- Textauszug -

....

In den letzten Jahren wird das Augenmerk verstärkt auf allfällige Komorbiditäten gelegt. Olschewski dazu: „Da gerade bei Patienten im höheren Alter sowohl die Lunge als auch das Herz angegriffen sind, sollten sowohl der Pneumologe als auch der Kardiologe immer auch das Nachbarorgan im Auge behalten.“ Dies spiele besonders für die weitere Therapieentscheidung eine Rolle, da die von anderen Fachdisziplinen empfohlenen Therapien auf keinen Fall wegen einer Obstruktion der Atemwege im Rahmen einer COPD abgesetzt werden dürften.

Anticholinergika und Betasympathomimetika bilden zusammen mit antiinflammatorischen Medikamenten in Phasen der Exazerbation die Eckpfeiler der medikamentösen Behandlung der COPD. Allerdings gibt es hierzulande auch eine Reihe von nicht-medikamentösen Maßnahmen, die – stadiengerecht und richtig angewandt – große Erfolge erzielen können.

Pneumologische Rehabilitation

Zu den nicht-medikamentösen Therapien der COPD ab Stadium II gehört zunächst die pneumologische Rehabilitation. Diese beinhaltet Atemübungen, leichtes Kraft- und Ausdauertraining sowie Schulungen, um die Betroffenen über ihre Erkrankung und die richtige Anwendung der Medikamente zu informieren. Wird darüber hinaus im Blut des Patienten ein Sauerstoff-Mangel nachgewiesen, kommt laut Lamprecht eine Langzeit-Sauerstoff-Therapie infrage. Voraussetzung dafür: Der Patient muss das Rauchen aufgeben, da in Kombination mit Zigarettenrauchen erhöhte Brandgefahr besteht.

Ähnlich wie bei der Schlafapnoe kommt die Continuous Positive Airway Pressure- Methode (CPAP) auch bei der Behandlung der COPD zum Einsatz. Vor allem bei Patienten mit fortgeschrittener COPD kommt es wegen der Schwierigkeiten beim Atmen zum erhöhten Kohlenstoffdioxid-Gehalt im Blut, was Müdigkeit, Antriebslosigkeit und häufig auch Kopfschmerzen zur Folge hat. Bei der nicht-invasiven Beatmung mittels Maske wird die Ventilation unterstützt, indem nicht nur das Sauerstoffproblem gelöst, sondern gleichzeitig auch der erhöhte Kohlendioxid-Spiegel reduziert werden kann.

....

[Auszüge aus dem Datensatz]
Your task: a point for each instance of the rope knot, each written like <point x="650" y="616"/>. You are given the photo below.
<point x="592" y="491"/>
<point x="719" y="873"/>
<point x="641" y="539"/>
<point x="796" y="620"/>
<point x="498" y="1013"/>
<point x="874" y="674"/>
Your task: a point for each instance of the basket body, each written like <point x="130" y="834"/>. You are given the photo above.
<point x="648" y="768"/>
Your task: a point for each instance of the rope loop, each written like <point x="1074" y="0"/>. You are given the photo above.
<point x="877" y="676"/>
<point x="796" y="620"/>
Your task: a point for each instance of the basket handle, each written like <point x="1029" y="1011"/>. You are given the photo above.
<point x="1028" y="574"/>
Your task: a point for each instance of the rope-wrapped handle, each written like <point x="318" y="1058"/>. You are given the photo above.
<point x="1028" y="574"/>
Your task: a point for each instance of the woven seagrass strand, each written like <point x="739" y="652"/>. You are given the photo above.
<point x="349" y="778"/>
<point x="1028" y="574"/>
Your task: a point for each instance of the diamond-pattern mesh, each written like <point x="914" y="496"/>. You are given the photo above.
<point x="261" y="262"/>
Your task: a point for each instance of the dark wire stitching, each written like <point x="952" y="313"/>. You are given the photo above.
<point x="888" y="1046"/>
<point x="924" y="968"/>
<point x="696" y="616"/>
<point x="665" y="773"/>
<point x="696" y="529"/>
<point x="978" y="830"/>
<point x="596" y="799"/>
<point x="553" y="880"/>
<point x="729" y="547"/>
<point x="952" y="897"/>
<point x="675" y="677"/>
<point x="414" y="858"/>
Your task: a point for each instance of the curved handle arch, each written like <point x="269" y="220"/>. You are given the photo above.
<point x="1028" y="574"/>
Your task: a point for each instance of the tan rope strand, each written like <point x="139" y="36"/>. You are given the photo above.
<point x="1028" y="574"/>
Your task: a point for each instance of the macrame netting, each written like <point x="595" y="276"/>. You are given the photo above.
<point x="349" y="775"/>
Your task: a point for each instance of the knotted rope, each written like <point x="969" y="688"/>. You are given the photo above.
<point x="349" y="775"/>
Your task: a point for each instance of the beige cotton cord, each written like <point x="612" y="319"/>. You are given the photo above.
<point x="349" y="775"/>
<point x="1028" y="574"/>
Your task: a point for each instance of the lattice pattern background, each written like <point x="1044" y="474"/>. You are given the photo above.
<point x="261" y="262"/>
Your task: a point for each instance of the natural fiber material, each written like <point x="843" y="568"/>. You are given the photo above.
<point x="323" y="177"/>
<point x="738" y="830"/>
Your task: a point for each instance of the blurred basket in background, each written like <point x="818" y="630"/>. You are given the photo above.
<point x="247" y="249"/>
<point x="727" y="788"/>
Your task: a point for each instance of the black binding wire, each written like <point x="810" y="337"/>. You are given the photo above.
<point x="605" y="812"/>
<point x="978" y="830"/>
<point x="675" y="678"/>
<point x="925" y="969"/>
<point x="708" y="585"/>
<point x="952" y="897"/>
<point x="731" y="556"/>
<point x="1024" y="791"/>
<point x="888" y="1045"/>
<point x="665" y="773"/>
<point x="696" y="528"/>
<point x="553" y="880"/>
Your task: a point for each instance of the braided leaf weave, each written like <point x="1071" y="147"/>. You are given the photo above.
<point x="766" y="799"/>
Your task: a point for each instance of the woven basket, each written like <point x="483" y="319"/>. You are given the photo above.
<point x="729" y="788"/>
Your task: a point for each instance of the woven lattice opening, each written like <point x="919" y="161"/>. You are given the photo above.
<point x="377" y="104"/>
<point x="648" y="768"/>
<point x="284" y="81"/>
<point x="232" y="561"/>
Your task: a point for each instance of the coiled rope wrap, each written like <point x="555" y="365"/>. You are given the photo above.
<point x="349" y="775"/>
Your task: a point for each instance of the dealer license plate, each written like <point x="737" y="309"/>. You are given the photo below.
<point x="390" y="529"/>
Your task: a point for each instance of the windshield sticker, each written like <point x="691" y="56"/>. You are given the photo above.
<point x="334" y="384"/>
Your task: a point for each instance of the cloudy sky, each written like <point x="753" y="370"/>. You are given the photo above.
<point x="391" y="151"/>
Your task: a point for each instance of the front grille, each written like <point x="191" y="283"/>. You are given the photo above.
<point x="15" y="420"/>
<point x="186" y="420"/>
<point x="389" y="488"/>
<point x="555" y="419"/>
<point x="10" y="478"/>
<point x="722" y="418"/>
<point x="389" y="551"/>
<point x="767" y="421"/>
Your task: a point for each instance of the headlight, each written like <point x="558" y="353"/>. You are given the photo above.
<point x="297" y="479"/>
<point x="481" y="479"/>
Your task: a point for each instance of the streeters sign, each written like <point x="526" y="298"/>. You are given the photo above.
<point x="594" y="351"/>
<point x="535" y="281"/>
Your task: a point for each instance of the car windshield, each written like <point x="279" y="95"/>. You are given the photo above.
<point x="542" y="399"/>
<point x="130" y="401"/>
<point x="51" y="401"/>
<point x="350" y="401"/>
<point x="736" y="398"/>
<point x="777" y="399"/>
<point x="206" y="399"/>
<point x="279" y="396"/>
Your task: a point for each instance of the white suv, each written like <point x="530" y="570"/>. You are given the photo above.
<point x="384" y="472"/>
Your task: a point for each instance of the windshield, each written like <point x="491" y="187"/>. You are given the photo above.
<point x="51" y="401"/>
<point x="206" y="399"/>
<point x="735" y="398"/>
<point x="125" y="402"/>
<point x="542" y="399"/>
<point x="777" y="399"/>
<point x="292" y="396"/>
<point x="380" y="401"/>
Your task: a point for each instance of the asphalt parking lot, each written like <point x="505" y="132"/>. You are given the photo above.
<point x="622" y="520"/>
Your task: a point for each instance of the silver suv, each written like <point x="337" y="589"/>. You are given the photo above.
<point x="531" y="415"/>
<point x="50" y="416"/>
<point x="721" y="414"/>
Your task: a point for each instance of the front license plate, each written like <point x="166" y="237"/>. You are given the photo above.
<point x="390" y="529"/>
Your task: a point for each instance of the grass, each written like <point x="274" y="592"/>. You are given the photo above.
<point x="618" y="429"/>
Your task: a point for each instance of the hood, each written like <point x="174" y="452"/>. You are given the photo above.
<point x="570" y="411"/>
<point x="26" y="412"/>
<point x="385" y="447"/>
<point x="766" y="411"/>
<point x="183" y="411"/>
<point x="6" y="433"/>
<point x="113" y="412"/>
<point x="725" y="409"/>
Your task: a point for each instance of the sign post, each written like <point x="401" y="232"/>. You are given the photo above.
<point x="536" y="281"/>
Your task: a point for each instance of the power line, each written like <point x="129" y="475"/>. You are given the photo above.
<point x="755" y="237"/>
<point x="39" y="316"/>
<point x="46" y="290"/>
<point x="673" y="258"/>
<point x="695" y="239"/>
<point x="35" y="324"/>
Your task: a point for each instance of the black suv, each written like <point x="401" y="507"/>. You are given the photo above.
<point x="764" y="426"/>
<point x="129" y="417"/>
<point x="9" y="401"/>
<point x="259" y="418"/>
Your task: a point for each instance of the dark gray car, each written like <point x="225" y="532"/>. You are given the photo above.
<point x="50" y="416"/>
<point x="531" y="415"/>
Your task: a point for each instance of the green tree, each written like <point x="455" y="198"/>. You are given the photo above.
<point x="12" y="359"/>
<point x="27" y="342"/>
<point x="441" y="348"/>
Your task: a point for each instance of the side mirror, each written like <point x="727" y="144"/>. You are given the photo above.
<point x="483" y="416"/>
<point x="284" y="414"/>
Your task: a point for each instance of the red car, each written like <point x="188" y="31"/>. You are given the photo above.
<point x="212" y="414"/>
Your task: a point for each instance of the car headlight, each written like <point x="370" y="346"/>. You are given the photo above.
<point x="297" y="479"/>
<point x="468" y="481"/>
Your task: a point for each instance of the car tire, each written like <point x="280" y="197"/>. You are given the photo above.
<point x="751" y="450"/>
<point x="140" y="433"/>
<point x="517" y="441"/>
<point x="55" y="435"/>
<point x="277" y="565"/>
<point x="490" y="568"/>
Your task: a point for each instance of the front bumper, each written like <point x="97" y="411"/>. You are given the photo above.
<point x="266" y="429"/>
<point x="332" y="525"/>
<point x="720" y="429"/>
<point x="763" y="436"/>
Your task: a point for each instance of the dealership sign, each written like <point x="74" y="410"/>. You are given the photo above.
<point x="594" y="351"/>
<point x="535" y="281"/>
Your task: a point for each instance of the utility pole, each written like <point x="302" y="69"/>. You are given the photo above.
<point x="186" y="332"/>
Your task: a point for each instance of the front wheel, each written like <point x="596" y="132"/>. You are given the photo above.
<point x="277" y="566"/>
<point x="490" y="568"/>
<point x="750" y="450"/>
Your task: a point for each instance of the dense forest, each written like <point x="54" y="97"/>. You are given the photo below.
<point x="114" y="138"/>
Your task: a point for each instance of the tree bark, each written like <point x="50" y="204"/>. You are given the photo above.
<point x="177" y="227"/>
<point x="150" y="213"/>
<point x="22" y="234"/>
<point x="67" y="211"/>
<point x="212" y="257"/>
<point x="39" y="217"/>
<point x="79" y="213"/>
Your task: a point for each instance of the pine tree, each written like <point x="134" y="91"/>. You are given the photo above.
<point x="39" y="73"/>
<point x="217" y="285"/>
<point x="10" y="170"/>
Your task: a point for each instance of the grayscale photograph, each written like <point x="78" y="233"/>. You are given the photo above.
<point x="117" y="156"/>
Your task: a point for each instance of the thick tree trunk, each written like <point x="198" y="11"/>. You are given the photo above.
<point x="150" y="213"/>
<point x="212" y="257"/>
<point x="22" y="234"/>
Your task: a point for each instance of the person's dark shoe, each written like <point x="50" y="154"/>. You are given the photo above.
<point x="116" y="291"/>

....

Schreib den Textauszug ab der Stelle mit „Anticholinergika und Betasympathomimetika“ bis einschließlich „Erfolge erzielen können.“ ab und ersetze dabei „Eckpfeiler“ durch „Grundpfeiler“. Die Einträge sind eigenes Material und gehören nicht zum Textauszug.

- Deine Antwort -
Anticholinergika und Betasympathomimetika bilden zusammen mit antiinflammatorischen Medikamenten in Phasen der Exazerbation die Grundpfeiler der medikamentösen Behandlung der COPD. Allerdings gibt es hierzulande auch eine Reihe von nicht-medikamentösen Maßnahmen, die – stadiengerecht und richtig angewandt – große Erfolge erzielen können.